>> Begin INFORMATION PROVIDED

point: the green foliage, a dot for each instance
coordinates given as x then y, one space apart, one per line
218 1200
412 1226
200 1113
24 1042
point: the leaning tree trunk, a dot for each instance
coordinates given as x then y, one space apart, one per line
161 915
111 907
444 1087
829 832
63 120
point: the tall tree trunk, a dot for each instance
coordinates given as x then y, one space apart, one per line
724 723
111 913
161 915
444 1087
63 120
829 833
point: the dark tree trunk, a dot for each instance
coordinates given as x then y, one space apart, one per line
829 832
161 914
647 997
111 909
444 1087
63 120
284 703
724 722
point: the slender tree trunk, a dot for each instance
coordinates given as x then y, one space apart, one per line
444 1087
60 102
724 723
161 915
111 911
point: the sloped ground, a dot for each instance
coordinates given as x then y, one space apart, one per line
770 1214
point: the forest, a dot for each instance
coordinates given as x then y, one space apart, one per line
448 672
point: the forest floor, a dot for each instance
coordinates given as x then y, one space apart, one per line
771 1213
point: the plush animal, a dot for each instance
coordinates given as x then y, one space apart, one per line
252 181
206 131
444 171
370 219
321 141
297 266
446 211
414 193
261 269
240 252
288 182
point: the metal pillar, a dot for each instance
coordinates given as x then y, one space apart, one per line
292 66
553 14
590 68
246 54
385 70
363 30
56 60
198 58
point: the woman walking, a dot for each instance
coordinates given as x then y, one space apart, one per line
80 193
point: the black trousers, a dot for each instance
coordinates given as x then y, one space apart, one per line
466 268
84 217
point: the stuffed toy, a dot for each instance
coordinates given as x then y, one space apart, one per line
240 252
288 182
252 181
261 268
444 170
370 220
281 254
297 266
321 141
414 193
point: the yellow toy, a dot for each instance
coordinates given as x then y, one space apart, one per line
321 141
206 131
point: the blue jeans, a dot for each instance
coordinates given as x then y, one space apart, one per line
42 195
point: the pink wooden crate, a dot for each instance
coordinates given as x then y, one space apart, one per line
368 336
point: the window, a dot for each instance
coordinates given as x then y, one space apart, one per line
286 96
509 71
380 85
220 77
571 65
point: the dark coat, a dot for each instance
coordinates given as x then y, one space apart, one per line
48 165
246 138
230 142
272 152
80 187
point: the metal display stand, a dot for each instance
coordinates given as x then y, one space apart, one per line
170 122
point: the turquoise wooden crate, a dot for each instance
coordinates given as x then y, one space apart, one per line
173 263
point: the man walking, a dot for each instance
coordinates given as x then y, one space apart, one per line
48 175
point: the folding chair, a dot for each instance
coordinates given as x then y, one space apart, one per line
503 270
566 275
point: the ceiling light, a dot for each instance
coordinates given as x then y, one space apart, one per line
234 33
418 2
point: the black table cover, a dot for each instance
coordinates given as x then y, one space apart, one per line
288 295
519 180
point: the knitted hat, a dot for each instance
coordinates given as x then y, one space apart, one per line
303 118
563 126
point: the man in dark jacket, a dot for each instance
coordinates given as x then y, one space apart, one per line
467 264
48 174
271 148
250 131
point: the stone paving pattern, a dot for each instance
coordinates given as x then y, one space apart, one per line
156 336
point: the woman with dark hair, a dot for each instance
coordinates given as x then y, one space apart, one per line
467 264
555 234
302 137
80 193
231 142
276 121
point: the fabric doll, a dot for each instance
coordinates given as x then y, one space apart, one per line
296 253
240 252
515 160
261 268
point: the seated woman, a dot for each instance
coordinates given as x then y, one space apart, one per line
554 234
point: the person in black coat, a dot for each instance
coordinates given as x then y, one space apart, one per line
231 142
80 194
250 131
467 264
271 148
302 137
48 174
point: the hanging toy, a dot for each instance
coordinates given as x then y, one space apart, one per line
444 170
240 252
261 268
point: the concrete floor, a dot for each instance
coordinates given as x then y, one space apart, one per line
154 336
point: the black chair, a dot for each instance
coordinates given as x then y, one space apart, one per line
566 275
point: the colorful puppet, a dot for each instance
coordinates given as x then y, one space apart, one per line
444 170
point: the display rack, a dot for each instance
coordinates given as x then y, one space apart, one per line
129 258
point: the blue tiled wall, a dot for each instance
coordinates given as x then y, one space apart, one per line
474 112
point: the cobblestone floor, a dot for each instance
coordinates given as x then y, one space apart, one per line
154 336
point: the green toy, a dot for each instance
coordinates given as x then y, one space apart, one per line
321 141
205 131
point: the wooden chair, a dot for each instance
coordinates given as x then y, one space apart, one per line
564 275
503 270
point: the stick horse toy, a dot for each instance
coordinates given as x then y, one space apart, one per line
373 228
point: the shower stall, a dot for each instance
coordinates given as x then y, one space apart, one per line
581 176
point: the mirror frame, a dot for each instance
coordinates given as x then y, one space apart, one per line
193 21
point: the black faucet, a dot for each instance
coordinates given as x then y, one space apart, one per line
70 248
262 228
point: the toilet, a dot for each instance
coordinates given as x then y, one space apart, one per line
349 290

>> End INFORMATION PROVIDED

### AIM OF THE EXERCISE
Beginning at the line that holds "point: the hanging", reproduce each line of the records above down to and including the last one.

### RESULT
point: the hanging toy, a dot for each instance
coordinates given as x then y, one space apart, one per line
444 170
240 252
261 268
point: the concrete floor, a dot for each instance
coordinates given as x then y, one space apart, one per line
154 336
point: the black chair, a dot for each instance
coordinates given as x then y, one space apart, one per line
566 275
point: the colorful puppet, a dot for each instance
coordinates given as x then y, one space apart, one per line
444 170
point: the display rack, a dot for each instance
coordinates given as x then y, one space apart, one per line
129 258
point: the blue tiled wall, a dot for each instance
coordinates given as x then y, one space apart, one per line
474 112
point: the cobblestone floor, a dot for each instance
coordinates given as x then y, one space apart, one per line
154 336
point: the green toy, a dot for each instance
coordinates given as x then y, one space apart, one per line
321 141
205 131
point: the wooden chair, a dot for each instance
coordinates given as x then y, one space apart, one per line
564 275
503 270
point: the stick horse toy, a dot for each instance
coordinates given as x then y, one space apart, one per line
373 228
point: the shower stall, a dot for each instance
coordinates given as x then y, one space apart, one per line
581 176
point: the mirror frame, a dot for each instance
coordinates given as x then y, one space apart, one per line
193 21
point: the black faucet, a dot for each instance
coordinates given as x then y, one space apart, one per line
70 248
262 228
point: the toilet, a dot for each instance
coordinates given as x then y, one space apart, one per line
349 290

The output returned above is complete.